→ **Supplied material**:
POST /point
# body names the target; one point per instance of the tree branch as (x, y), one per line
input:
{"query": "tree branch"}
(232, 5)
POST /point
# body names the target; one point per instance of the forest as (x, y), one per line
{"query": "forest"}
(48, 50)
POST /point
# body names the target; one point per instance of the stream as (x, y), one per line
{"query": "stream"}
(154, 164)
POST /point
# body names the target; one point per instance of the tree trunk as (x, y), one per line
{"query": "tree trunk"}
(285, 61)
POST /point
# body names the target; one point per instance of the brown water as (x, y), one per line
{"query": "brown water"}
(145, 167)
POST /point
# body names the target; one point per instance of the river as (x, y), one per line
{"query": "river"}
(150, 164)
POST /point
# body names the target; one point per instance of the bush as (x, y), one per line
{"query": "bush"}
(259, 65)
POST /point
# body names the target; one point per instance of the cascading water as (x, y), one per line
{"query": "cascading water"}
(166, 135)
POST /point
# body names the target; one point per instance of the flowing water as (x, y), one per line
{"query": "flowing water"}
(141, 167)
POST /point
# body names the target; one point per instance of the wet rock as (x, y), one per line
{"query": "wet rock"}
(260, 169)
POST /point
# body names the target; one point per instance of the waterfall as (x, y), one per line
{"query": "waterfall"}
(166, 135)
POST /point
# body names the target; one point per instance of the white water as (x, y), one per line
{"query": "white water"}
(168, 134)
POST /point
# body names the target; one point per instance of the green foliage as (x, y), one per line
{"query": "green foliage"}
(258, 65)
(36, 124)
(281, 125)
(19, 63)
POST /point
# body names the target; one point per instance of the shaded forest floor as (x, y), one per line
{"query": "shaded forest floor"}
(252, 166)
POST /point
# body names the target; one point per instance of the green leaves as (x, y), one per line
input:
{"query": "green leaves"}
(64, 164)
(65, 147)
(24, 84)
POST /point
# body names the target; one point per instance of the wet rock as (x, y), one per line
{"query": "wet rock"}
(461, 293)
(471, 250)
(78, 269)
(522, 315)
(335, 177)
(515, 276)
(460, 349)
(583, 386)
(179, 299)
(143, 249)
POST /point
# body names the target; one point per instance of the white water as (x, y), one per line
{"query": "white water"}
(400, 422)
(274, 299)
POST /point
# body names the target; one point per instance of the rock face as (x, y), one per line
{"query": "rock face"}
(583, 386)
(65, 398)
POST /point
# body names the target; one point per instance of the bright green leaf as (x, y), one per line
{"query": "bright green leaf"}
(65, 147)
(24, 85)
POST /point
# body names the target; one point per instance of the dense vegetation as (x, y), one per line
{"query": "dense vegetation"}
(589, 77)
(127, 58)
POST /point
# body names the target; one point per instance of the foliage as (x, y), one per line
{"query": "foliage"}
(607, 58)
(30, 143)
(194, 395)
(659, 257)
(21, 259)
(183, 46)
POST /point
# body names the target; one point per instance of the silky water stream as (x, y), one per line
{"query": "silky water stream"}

→ **Requirements**:
Restate every record exactly, leaving nothing out.

→ **Answer to this problem**:
POST /point
# body names the target; one point per instance of the tree branch as (x, y), one per line
input:
{"query": "tree branch"}
(232, 5)
POST /point
# body names the target; one point per instance of the forest as (x, y), one per line
{"query": "forest"}
(48, 50)
POST /point
# body names the target; one point per instance of the stream as (x, y), one per line
{"query": "stream"}
(154, 164)
POST /point
# body names the target; one point per instance of the tree trunk as (x, y), one per line
{"query": "tree trunk"}
(285, 61)
POST /point
# body names the target; one point per instance of the brown water as (x, y), one per line
{"query": "brown water"}
(145, 167)
POST /point
# body names the target; one point per instance of the river as (x, y), one per line
{"query": "river"}
(150, 164)
POST /point
# body names the target; one point per instance of the bush as (x, y), one per line
{"query": "bush"}
(259, 65)
POST /point
# body names the target; one point per instance of the cascading water as (x, y), one per line
{"query": "cascading water"}
(166, 135)
POST /point
# body names the target; one point per instance of the flowing water as (x, y), one per line
{"query": "flowing water"}
(141, 167)
POST /point
# body names the target; one point per instance of the wet rock as (x, y), one per line
{"query": "wet rock"}
(260, 169)
POST /point
# body names the target; one point per instance of the waterfall as (x, y), one per line
{"query": "waterfall"}
(166, 135)
POST /point
# body names the target; one point per instance of the white water as (x, y), one per line
{"query": "white water"}
(168, 134)
POST /point
# body names the target; one point per instance of the green foliage as (x, y), one per line
{"query": "green foliage"}
(258, 65)
(36, 124)
(281, 125)
(19, 63)
POST /point
# body names the target; one point per instance of the shaded forest floor as (x, y), one per line
{"query": "shaded forest floor"}
(252, 166)
POST /point
# body names the target; one point per instance of the green leaves as (x, y), one per line
input:
{"query": "green leaves"}
(64, 164)
(65, 147)
(24, 84)
POST /point
# body names the target; one point per instance of the wet rock as (x, y), one per line
{"query": "wet rock"}
(461, 293)
(471, 250)
(78, 269)
(522, 315)
(335, 177)
(515, 276)
(460, 349)
(583, 386)
(179, 299)
(143, 249)
POST /point
# body names the target; one point per instance of the white water as (x, y), one per line
{"query": "white water"}
(400, 422)
(274, 299)
POST /point
# body names the target; one point per instance of the rock face as (x, y), one per line
{"query": "rock face"}
(583, 386)
(65, 398)
POST /point
# body names the target; one point per instance of the bright green leaf as (x, y), one per line
{"query": "bright green leaf"}
(65, 147)
(24, 85)
POST /point
# body names the target; one point per instance of the dense vegetation as (x, y), one per line
{"query": "dense vegetation"}
(589, 77)
(127, 58)
POST /point
# body names the target; one point per instance of the foliage as (x, y), one per line
{"query": "foliage"}
(607, 58)
(30, 143)
(194, 395)
(659, 257)
(21, 259)
(183, 46)
POST /point
# body names the target; one point per instance of the silky water stream as (x, y), one per line
{"query": "silky water stream"}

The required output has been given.